**AIM OF THE TASK**
Copy each line from the listing below where the word "tree" shows up.

**INFORMATION SUPPLIED**

=====

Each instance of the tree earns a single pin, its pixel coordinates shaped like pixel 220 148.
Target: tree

=====

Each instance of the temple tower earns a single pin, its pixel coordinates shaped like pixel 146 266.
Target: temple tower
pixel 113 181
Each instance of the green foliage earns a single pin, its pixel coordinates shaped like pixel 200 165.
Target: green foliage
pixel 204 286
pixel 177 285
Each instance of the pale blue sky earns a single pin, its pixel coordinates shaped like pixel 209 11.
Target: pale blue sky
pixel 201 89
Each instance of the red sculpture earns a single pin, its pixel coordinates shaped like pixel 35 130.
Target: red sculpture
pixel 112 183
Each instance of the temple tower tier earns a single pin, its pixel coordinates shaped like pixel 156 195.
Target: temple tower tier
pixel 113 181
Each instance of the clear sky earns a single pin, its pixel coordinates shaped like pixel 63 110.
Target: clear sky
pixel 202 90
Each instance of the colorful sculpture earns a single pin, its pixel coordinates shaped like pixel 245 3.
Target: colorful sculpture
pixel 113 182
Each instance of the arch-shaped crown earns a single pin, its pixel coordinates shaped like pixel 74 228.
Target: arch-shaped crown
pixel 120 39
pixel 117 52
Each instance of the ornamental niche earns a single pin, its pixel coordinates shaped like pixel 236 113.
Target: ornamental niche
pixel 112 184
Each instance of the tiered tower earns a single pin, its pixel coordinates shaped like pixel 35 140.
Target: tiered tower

=====

**RESPONSE**
Each instance of the tree earns a single pin, its pixel coordinates shaped like pixel 220 148.
Target: tree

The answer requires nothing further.